# Prompt
Convert every line of the items below into a JSON list of strings, one string per line, skipping blank lines. Leave the pictures out of the list.

# Material for this task
+ + + + +
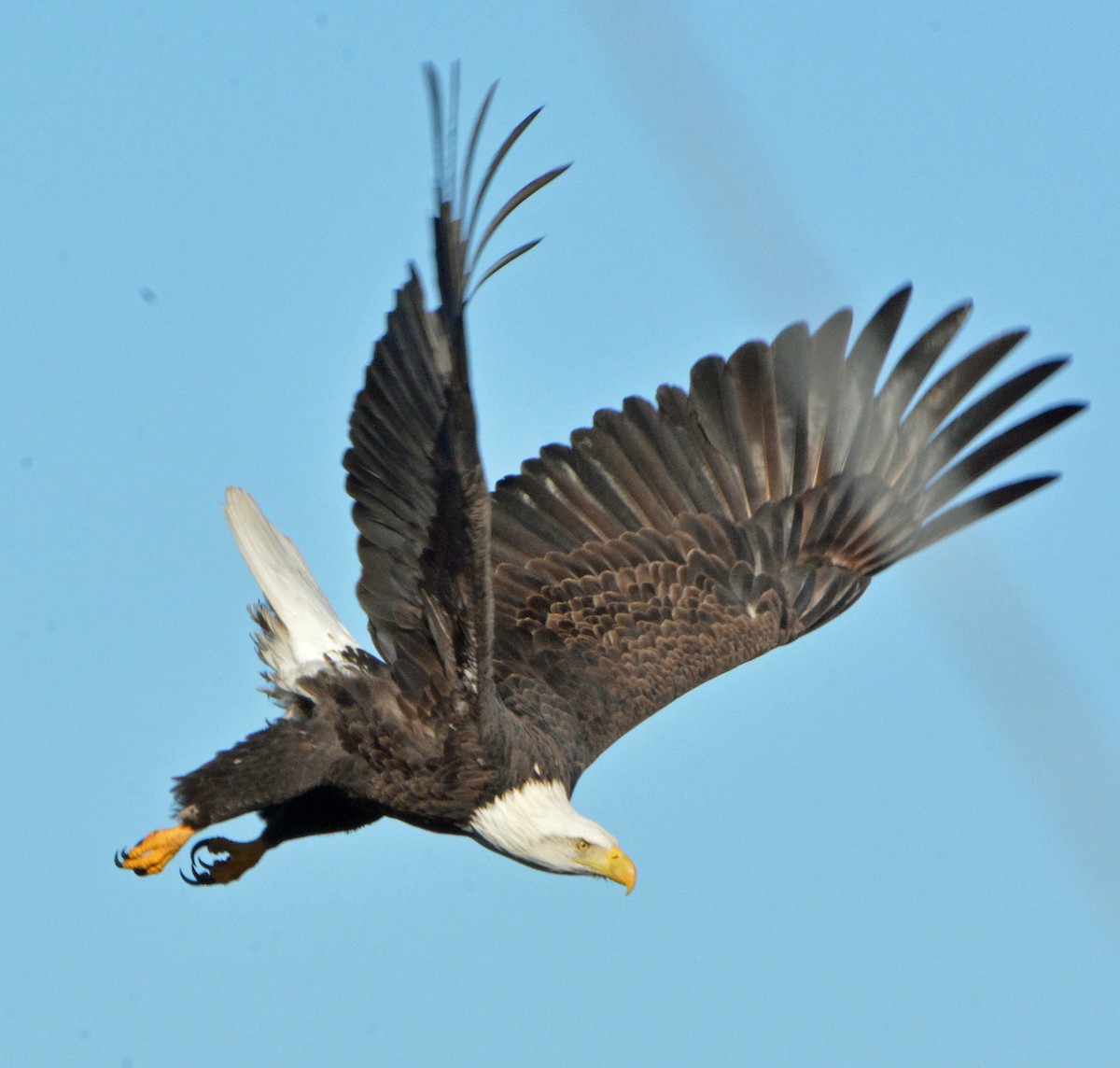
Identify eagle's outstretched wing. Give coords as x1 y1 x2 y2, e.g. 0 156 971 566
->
343 67 564 703
493 287 1083 766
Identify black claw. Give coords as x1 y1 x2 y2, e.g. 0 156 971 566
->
179 838 225 887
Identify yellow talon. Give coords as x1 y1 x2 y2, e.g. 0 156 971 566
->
117 823 195 876
183 838 268 887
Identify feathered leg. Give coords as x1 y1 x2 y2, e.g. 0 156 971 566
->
183 787 382 887
117 718 341 882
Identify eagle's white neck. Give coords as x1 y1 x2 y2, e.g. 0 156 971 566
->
470 780 617 871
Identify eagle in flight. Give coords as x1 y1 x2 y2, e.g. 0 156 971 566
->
117 67 1085 892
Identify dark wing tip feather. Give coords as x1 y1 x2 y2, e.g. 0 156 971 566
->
424 63 570 311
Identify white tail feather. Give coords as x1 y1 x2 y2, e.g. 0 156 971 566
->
225 486 358 693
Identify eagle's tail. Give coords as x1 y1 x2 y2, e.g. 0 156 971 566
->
225 486 358 705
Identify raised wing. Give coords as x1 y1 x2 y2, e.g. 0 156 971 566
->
343 67 564 700
493 288 1083 766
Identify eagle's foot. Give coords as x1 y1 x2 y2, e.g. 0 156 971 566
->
114 823 195 876
183 838 268 887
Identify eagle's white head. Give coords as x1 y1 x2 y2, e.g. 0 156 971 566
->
470 780 637 893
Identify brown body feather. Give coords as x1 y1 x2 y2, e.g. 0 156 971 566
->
123 66 1081 882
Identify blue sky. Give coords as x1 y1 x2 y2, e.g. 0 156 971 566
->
0 0 1120 1068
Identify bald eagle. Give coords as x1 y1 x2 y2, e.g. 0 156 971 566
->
117 67 1083 892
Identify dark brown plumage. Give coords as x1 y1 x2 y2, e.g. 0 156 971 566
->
119 71 1082 888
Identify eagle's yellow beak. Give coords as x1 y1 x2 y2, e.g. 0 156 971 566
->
579 846 637 894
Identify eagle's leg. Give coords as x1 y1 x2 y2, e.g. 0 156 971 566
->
183 785 382 887
117 720 337 882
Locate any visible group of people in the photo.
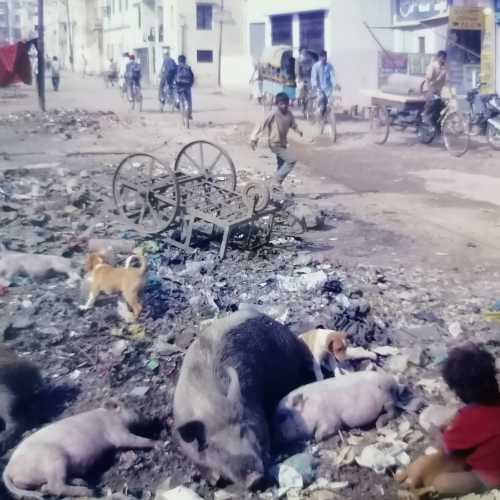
[250,48,336,188]
[116,51,194,119]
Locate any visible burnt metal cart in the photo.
[113,141,305,258]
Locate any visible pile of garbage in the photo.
[0,108,119,138]
[0,162,498,500]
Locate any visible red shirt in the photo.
[443,405,500,488]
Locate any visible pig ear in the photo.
[177,420,207,451]
[292,393,305,411]
[103,399,120,411]
[226,366,241,402]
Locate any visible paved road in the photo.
[0,71,500,272]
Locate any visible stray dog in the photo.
[3,400,156,500]
[80,253,146,319]
[394,452,466,497]
[0,247,80,283]
[299,330,347,380]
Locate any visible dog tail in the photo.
[2,467,43,500]
[125,254,146,274]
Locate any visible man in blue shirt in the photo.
[311,50,335,114]
[160,51,177,103]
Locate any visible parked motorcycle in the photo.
[467,85,500,151]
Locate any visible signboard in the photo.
[392,0,452,24]
[449,7,484,31]
[480,9,495,94]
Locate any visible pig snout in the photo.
[246,472,265,491]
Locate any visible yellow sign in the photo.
[479,9,495,94]
[449,7,483,30]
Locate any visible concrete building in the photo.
[246,0,392,106]
[392,0,500,94]
[164,0,248,86]
[0,0,37,44]
[45,0,104,74]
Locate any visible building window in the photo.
[299,11,325,53]
[196,50,214,63]
[418,36,425,54]
[271,16,292,45]
[196,3,212,30]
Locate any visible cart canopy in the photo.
[260,45,293,68]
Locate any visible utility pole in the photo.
[36,0,45,111]
[217,0,224,88]
[64,0,75,73]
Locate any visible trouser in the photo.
[177,85,193,116]
[271,146,297,184]
[52,76,61,92]
[160,75,174,102]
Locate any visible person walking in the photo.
[160,50,177,104]
[420,50,448,123]
[175,55,194,120]
[295,47,314,108]
[311,50,335,115]
[250,92,303,186]
[50,56,61,92]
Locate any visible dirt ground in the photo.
[0,75,500,500]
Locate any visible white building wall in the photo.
[246,0,393,106]
[163,0,250,87]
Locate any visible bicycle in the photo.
[127,81,142,111]
[177,88,190,128]
[370,95,470,157]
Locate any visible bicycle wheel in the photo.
[370,106,391,145]
[486,123,500,151]
[441,111,470,158]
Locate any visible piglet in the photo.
[3,401,155,499]
[274,371,399,443]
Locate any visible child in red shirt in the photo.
[396,343,500,496]
[433,343,500,495]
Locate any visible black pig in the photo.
[174,310,315,489]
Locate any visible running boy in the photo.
[250,92,303,186]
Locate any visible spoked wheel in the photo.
[370,106,391,145]
[417,123,437,144]
[441,111,470,158]
[486,123,500,151]
[174,141,236,191]
[319,110,337,144]
[273,210,307,238]
[113,154,179,234]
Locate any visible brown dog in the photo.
[80,253,146,319]
[299,330,347,380]
[395,452,466,497]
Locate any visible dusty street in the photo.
[0,74,500,500]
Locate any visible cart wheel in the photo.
[441,111,470,158]
[243,182,271,212]
[113,154,179,234]
[174,141,236,191]
[370,106,391,145]
[273,210,307,237]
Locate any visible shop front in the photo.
[390,0,500,95]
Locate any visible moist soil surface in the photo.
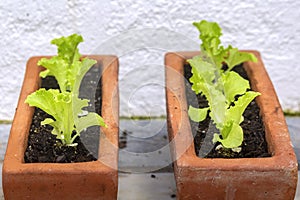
+ + + + +
# Output below
[
  "Identify eagle's outstretched wing. Give coords as x1 y1 x2 y2, e.g. 0 156 971 566",
  "->",
  "343 67 564 703",
  "493 287 1083 766",
  "Identify black claw. Give coords as x1 y1 x2 y2, e.g. 0 156 971 566",
  "->",
  "179 838 225 887",
  "Identify yellow talon. Give coords as x1 y1 x2 y2, e.g. 0 156 971 566",
  "->",
  "117 823 195 876",
  "183 838 268 887",
  "Identify feathered leg. Give coords as x1 y1 x2 y2, e.g. 0 156 971 566",
  "->",
  "183 787 382 887",
  "117 718 341 882",
  "Identify eagle's white neck. Give coords as x1 y1 x2 y2, e.g. 0 156 971 566",
  "->",
  "470 780 617 871",
  "Identify eagle in flight. Give coords as x1 y1 x2 y2, e.g. 0 156 971 566",
  "->",
  "117 67 1085 892",
  "Identify dark wing tip feather. Give coords as x1 y1 x2 y2, e.g. 0 156 971 566",
  "->",
  "424 63 570 311",
  "Identify white tail feather. Give coords as x1 y1 x2 y2, e.g. 0 156 971 566",
  "->",
  "225 486 358 693",
  "Identify eagle's tail. Give coords as x1 y1 x2 y2, e.g. 0 156 971 566",
  "->",
  "225 486 358 705",
  "Identify raised wing. Give coords as x1 y1 x2 y2, e.g. 0 156 971 566",
  "->",
  "343 67 564 700",
  "493 288 1083 766",
  "Identify eagle's foot. Give coords as x1 y1 x2 y2, e.g. 0 156 971 566",
  "->",
  "114 823 195 876",
  "183 838 268 887",
  "Identify eagle's white head. Give coords as x1 y1 x2 y2, e.g. 0 156 971 566",
  "->",
  "470 780 637 893",
  "Identify brown body feather. Give coords as x1 y1 x2 y2, e.g. 0 156 971 566",
  "->",
  "123 66 1081 882",
  "Identify blue sky. Give coords as x1 y1 x2 y2, e.g. 0 156 971 566",
  "->",
  "0 0 1120 1068",
  "Identify bald eagle. Give coords as x1 y1 x2 y2, e.g. 0 156 971 566",
  "->",
  "117 67 1083 892",
  "Identify dark brown plumage. Give coords as x1 y1 x2 y2, e.g. 0 156 971 566",
  "->",
  "119 71 1082 888",
  "Identify eagle's yellow beak. Give coords as x1 y1 x2 y2, e.g. 0 156 971 566",
  "->",
  "579 846 637 894",
  "Identify eagle's leg. Give coords as x1 y1 x2 y2, e.g. 0 156 971 566",
  "->",
  "183 785 382 887",
  "117 720 337 882",
  "Locate any visible group of people in the photo.",
  "[250,48,336,188]",
  "[116,51,194,119]",
  "Locate any visible burnt metal cart in the photo.",
  "[113,141,305,258]",
  "Locate any visible pile of garbage in the photo.",
  "[0,108,119,138]",
  "[0,162,498,500]",
  "Locate any visible red shirt in the photo.",
  "[443,405,500,488]",
  "Locate any visible pig ear in the photo.",
  "[177,420,207,451]",
  "[292,393,305,411]",
  "[103,399,120,411]",
  "[226,366,241,402]",
  "Locate any visible paved road in the photo.",
  "[0,71,500,272]",
  "Locate any visible stray dog in the photo.",
  "[3,400,156,500]",
  "[80,253,146,319]",
  "[394,452,466,497]",
  "[0,247,80,283]",
  "[299,330,347,380]",
  "Locate any visible dog tail in the photo.",
  "[2,467,43,500]",
  "[125,254,146,274]",
  "Locate any visible man in blue shirt in the photo.",
  "[311,50,335,114]",
  "[160,51,177,103]",
  "Locate any visible parked motorcycle in the photo.",
  "[467,85,500,151]",
  "Locate any visible signboard in the photo.",
  "[392,0,452,24]",
  "[449,7,484,31]",
  "[480,9,495,94]",
  "Locate any visible pig snout in the photo.",
  "[246,472,265,491]",
  "Locate any visible yellow sign in the photo.",
  "[479,9,495,94]",
  "[449,7,483,30]",
  "Locate any visible concrete building in the photo.",
  "[246,0,392,106]",
  "[392,0,500,94]",
  "[164,0,248,86]",
  "[0,0,37,44]",
  "[45,0,104,74]",
  "Locate any visible building window in the photo.",
  "[299,11,325,53]",
  "[196,50,214,63]",
  "[418,36,425,54]",
  "[271,16,292,45]",
  "[196,3,212,30]",
  "Locate any visible cart canopy in the photo.",
  "[260,45,293,68]",
  "Locate any visible utility pole in the photo.",
  "[36,0,45,111]",
  "[217,0,224,88]",
  "[64,0,75,73]",
  "Locate any visible trouser in the photo.",
  "[177,85,193,116]",
  "[271,146,297,184]",
  "[52,76,61,92]",
  "[160,75,174,102]",
  "Locate any visible person walking in the photo.",
  "[160,50,177,104]",
  "[420,50,448,123]",
  "[175,55,194,120]",
  "[295,47,314,108]",
  "[311,50,335,115]",
  "[250,92,303,186]",
  "[50,56,61,92]",
  "Locate any visible dirt ground in the photo.",
  "[0,75,500,500]",
  "Locate any visible white building wall in the photo.",
  "[246,0,393,106]",
  "[163,0,250,87]",
  "Locate any visible bicycle in the photo.",
  "[127,81,142,111]",
  "[177,88,190,128]",
  "[370,95,470,157]",
  "Locate any visible bicycle wheel in the photo.",
  "[370,106,391,145]",
  "[486,123,500,151]",
  "[441,111,470,158]",
  "Locate any visible piglet in the photo.",
  "[3,401,155,499]",
  "[274,371,399,443]",
  "Locate any visible child in red shirt in the photo.",
  "[396,343,500,496]",
  "[433,343,500,495]",
  "Locate any visible black pig in the photo.",
  "[174,310,315,489]",
  "Locate any visible running boy in the photo.",
  "[250,92,303,186]",
  "Locate any visible spoked wheel in the photo.",
  "[370,106,391,145]",
  "[417,123,437,144]",
  "[441,111,470,158]",
  "[486,123,500,151]",
  "[174,141,236,191]",
  "[319,110,337,144]",
  "[273,210,307,238]",
  "[113,154,179,234]",
  "Locate any visible brown dog in the photo.",
  "[80,253,146,319]",
  "[299,330,347,380]",
  "[395,452,466,497]",
  "Locate any visible dusty street in the photo.",
  "[0,74,500,500]",
  "Locate any visible cart wheel in the photo.",
  "[441,111,470,158]",
  "[243,182,271,212]",
  "[113,154,179,234]",
  "[174,141,236,191]",
  "[370,106,391,145]",
  "[273,210,307,237]",
  "Locate any visible shop front in the photo.",
  "[390,0,500,95]",
  "Locate any visible moist soil surface in the photo."
]